• Exercise details: Find every line below that contains the word "grass" and copy each of those lines.

-.-.-

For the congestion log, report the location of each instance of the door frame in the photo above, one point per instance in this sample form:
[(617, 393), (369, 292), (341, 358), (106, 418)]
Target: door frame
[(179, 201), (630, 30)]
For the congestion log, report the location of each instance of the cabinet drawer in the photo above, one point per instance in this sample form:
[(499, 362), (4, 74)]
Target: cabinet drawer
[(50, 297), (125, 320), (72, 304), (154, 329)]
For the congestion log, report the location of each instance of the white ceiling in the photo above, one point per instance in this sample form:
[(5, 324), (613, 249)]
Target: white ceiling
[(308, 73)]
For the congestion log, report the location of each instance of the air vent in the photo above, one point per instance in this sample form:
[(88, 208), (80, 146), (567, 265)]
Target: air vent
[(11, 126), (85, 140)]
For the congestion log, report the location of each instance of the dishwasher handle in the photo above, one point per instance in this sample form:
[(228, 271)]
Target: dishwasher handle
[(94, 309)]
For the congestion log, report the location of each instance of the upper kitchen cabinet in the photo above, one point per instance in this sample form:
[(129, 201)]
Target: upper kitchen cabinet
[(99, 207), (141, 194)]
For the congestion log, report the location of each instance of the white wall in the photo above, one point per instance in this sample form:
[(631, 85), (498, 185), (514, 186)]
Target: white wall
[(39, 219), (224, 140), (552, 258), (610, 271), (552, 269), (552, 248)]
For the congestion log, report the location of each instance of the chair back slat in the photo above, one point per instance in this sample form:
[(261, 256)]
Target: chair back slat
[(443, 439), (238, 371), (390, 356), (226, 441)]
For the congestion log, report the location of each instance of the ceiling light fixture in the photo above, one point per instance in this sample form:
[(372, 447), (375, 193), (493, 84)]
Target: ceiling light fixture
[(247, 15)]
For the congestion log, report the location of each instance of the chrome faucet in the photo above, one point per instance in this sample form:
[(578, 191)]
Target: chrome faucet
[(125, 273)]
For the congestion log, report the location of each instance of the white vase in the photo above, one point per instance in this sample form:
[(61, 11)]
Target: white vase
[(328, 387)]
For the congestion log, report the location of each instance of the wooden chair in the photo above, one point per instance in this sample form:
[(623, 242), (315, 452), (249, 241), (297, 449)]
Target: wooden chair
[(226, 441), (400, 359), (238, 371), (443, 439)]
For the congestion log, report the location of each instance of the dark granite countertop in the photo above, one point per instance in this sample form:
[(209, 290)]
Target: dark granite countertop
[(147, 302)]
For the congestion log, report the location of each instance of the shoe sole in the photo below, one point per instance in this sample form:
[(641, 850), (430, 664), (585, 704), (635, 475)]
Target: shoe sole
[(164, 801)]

-.-.-

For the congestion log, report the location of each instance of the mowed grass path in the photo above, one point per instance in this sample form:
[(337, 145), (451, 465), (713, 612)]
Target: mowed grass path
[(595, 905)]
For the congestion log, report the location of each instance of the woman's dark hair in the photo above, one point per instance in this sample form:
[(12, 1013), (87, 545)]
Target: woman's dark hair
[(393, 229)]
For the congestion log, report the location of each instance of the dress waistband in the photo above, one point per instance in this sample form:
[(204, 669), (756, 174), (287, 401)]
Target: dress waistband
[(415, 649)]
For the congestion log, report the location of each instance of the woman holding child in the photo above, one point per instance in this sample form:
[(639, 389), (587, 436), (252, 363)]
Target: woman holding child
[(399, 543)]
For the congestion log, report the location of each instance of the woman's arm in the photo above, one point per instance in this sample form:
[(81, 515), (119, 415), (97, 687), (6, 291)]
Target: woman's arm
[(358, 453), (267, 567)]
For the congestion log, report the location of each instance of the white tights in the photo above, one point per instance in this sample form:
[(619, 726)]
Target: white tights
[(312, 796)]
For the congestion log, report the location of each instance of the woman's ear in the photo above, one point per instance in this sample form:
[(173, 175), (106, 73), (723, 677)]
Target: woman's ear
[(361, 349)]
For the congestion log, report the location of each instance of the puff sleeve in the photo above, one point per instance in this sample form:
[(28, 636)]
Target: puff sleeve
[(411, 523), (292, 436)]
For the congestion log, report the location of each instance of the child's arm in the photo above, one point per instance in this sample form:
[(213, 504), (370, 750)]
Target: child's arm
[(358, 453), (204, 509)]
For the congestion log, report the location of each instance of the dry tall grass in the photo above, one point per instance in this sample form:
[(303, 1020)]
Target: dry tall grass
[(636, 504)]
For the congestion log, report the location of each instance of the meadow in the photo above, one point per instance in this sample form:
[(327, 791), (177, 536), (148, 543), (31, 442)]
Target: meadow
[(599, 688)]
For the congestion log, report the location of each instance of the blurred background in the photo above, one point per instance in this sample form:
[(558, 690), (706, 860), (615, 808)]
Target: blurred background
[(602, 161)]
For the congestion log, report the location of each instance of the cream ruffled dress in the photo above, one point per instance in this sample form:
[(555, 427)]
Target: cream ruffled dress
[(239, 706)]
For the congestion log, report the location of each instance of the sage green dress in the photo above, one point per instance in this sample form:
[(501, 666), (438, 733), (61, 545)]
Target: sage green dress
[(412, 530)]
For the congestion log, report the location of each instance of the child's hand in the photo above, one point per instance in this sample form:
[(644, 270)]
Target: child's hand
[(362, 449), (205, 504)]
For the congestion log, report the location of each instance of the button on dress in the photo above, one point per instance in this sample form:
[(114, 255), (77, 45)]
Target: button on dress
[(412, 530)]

-.-.-

• Answer for the task:
For the congestion log, report the location of each instance of the mowed grass path in the photo above, one point per instance in this sample form:
Target: mowed grass path
For the congestion log, report the location of each instance of the dry tall grass in the photo above, one point per instance in this sample form:
Target: dry tall grass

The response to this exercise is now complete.